Written task.
Retype, without alteration, the lines of the material below from the line containing "Mark every instance of the green" through the line containing "448), (126, 415)]", including both of those lines.

Supplied data.
****

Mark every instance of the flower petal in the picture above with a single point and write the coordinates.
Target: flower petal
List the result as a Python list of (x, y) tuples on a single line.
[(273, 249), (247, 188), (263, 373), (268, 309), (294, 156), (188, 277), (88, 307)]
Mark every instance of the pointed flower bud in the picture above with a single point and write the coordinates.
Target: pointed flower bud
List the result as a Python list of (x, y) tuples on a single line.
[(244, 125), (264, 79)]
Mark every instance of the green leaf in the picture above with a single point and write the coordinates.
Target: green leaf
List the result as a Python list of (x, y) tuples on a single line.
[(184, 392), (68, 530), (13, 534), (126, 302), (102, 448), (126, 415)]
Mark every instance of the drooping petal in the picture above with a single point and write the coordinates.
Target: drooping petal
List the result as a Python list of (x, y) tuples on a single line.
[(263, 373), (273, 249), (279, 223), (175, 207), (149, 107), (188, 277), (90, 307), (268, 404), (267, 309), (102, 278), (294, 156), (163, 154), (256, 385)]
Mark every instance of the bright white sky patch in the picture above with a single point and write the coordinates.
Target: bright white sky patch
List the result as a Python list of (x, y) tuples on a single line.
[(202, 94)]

****

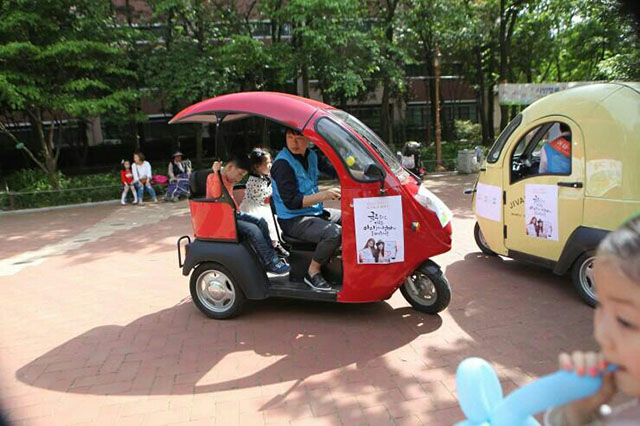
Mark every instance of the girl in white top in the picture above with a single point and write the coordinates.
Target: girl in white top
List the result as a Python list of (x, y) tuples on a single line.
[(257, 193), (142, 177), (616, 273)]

****

Solution to the problem.
Mark every instance of the green leaf in the picture above with a single point and write the coordinates.
Target: green leaf
List the result as a Python list of (x, y) tuples on a single line.
[(184, 392), (68, 530), (13, 534), (126, 302), (102, 448), (126, 415)]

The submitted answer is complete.